> **Required action**: Retype, word for word, every line from the one holding "TARGET: flood water" through the one holding "TARGET: roof overhang" in the entries below, both included, and only those lines.

> **Data provided**:
Start of Block
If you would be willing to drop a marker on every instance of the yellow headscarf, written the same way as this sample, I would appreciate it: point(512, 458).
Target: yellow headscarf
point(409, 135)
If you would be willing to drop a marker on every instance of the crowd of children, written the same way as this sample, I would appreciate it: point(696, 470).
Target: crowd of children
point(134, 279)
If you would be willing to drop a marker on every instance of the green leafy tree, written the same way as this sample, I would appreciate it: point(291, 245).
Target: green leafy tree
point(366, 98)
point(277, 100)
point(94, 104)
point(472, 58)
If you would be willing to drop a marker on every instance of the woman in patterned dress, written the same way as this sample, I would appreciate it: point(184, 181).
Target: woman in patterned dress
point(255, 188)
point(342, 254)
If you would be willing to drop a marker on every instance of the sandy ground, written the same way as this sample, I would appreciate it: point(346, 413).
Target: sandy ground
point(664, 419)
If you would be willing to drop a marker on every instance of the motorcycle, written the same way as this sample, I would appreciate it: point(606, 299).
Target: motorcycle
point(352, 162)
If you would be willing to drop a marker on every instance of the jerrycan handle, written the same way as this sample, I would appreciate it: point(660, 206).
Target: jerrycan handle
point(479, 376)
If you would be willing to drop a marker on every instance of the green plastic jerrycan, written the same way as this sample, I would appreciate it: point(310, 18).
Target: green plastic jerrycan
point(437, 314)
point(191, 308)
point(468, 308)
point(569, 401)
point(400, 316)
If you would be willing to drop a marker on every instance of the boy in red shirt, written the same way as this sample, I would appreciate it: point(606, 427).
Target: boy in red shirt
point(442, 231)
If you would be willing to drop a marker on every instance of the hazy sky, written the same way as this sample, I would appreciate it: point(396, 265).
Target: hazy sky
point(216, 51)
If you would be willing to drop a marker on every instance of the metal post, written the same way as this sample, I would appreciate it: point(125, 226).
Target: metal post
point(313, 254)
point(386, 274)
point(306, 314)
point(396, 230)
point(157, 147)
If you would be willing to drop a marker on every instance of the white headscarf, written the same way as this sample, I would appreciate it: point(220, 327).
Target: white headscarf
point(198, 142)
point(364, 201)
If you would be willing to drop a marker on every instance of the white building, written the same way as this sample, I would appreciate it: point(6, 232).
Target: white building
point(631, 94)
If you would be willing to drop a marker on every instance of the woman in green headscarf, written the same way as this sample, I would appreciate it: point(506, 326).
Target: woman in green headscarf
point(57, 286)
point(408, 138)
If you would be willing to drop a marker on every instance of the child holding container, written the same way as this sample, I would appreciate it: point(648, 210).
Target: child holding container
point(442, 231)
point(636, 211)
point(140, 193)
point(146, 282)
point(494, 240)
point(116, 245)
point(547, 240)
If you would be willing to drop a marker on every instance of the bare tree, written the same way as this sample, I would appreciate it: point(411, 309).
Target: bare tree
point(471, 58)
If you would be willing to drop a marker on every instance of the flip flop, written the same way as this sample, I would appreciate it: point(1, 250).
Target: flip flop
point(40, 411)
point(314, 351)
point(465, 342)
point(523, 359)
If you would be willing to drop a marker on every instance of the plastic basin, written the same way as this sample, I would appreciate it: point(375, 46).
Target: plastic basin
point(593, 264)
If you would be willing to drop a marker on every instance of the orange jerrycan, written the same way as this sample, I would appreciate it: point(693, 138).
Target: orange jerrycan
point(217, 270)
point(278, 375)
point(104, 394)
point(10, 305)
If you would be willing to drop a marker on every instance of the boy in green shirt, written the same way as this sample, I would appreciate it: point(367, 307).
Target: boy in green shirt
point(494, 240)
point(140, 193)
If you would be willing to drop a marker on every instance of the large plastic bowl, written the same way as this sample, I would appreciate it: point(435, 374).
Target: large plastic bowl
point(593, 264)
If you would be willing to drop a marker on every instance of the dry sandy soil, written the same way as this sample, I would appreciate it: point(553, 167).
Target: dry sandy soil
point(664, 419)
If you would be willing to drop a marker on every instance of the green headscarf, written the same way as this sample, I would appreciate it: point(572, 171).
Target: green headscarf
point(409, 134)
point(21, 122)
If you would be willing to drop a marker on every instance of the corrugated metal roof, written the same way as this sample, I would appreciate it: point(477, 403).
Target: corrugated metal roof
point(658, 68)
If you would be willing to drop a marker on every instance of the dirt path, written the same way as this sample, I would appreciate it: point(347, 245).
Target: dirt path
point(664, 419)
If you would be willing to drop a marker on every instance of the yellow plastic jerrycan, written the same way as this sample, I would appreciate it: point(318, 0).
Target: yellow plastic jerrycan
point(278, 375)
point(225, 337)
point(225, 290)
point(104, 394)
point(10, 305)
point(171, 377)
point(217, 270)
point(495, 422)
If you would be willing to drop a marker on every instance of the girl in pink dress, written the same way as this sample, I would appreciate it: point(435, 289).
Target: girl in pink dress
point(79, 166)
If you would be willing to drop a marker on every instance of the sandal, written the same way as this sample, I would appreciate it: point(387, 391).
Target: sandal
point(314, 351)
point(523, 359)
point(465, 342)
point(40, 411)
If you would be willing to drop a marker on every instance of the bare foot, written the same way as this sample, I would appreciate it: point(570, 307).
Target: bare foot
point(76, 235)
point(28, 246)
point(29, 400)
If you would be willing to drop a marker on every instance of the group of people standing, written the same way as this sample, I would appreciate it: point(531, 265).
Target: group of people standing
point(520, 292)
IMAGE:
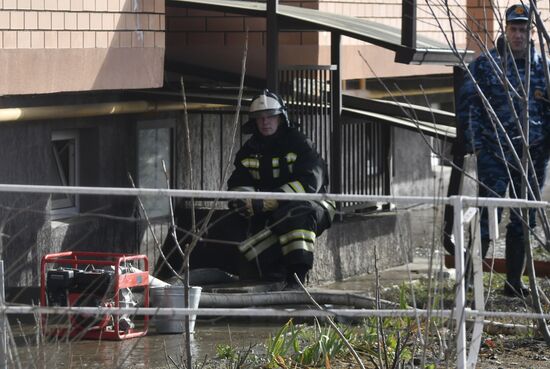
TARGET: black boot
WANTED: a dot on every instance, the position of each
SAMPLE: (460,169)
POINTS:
(515,264)
(301,271)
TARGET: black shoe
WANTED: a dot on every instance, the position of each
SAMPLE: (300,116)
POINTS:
(516,291)
(292,286)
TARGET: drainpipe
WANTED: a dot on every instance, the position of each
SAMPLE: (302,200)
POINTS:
(272,46)
(94,110)
(336,112)
(408,23)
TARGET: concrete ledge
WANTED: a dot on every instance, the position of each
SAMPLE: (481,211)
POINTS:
(351,248)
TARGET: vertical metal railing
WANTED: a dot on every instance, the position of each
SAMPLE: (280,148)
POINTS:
(366,162)
(364,146)
(306,90)
(3,322)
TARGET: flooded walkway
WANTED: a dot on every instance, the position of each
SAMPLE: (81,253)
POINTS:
(151,351)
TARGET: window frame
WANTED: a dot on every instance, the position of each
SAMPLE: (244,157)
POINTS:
(66,207)
(169,123)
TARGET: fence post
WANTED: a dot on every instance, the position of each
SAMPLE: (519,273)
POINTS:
(3,322)
(460,304)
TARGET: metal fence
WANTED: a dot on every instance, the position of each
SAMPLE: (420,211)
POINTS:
(365,145)
(463,206)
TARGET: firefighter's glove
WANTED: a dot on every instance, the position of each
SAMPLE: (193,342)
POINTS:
(270,205)
(238,205)
(247,207)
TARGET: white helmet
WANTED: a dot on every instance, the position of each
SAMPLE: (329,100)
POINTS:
(267,104)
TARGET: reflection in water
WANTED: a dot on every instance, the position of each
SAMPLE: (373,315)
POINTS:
(151,351)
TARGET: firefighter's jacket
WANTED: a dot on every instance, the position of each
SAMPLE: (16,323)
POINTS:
(287,162)
(500,91)
(284,162)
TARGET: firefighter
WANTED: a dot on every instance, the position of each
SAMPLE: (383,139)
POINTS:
(278,158)
(496,167)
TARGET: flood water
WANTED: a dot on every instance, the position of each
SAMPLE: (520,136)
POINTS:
(151,351)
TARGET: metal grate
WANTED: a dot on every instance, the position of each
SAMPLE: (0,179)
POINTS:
(366,166)
(365,154)
(306,90)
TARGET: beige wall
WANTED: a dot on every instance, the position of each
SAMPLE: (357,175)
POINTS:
(73,45)
(216,40)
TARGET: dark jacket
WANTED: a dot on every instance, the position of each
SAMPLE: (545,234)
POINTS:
(480,130)
(284,162)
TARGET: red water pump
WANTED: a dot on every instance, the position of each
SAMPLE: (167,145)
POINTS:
(92,279)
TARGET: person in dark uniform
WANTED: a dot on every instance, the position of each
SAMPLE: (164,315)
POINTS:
(500,75)
(278,158)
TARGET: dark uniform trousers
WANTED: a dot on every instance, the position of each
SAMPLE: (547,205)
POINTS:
(286,236)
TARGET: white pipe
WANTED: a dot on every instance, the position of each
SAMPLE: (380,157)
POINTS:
(359,313)
(460,301)
(93,110)
(3,322)
(403,200)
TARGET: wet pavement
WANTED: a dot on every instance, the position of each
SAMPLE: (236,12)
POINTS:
(162,351)
(152,351)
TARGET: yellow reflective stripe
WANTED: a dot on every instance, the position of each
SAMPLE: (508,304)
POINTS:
(302,234)
(297,245)
(260,247)
(254,239)
(250,163)
(297,187)
(286,188)
(291,157)
(330,205)
(255,173)
(243,189)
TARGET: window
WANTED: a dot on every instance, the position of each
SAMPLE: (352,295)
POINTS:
(155,145)
(65,153)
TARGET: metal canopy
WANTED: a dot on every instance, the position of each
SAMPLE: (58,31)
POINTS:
(432,122)
(296,18)
(428,128)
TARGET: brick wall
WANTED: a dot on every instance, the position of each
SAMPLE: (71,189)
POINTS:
(63,24)
(92,34)
(189,27)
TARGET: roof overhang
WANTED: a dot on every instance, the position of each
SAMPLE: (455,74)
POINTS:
(296,18)
(431,122)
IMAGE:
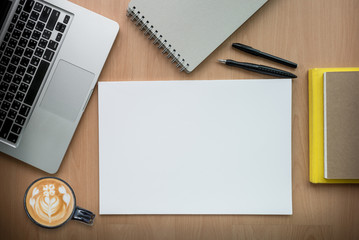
End of Block
> **Solved problem**:
TARGET: flood water
WANTED: a dot on every instance, the position of each
SAMPLE: (520,136)
POINTS:
(151,351)
TARGET: metal grate
WANTED: a dot on every instance, the position of each
SAMPLE: (0,179)
POINTS:
(366,166)
(365,154)
(306,90)
TARGET: beige wall
WANTED: a dot on every instance, the position of each
SAMPLE: (357,175)
POINTS:
(73,45)
(216,40)
TARGET: dark jacket
WANTED: a dot on every instance, the position of each
SAMPLE: (545,234)
POINTS:
(480,130)
(284,162)
TARGET: red water pump
WANTED: a dot on every instance, the position of each
SAMPLE: (167,145)
POINTS:
(92,279)
TARGET: person in dark uniform
WANTED: a dot on every instance, the position of each
SAMPLE: (164,315)
POINTS:
(500,75)
(278,158)
TARGET: dark uniform trousers
WANTED: a dot on every instance, the position of each
SAMPLE: (547,205)
POINTS:
(286,236)
TARGET: white pipe
WANTED: a dot on every instance, the position of each
SAMPLE: (380,157)
POINTS:
(359,313)
(460,301)
(93,110)
(3,322)
(403,200)
TARGET: wet pavement
WANTED: a dot on every instance, the position of each
SAMPLE: (236,12)
POINTS:
(162,351)
(152,351)
TARGET: yellow reflective stripe
WANTED: a dot on every instance, the position of each
SAMPLE: (508,304)
POINTS:
(302,234)
(297,245)
(260,247)
(254,239)
(250,163)
(297,187)
(286,188)
(291,157)
(330,205)
(255,173)
(243,189)
TARGET: window
WANTED: a dot on every instance, the position of each
SAMPLE: (352,295)
POINTS:
(155,145)
(65,153)
TARGET: metal canopy
WANTED: a dot on every instance, the position of each
SAMPLE: (58,31)
POINTS:
(432,122)
(296,18)
(428,128)
TARGET: brick wall
WANTED: a dot on every instance, the position of each
SAMPLE: (71,189)
POINTS:
(63,24)
(92,34)
(189,27)
TARGET: roof overhang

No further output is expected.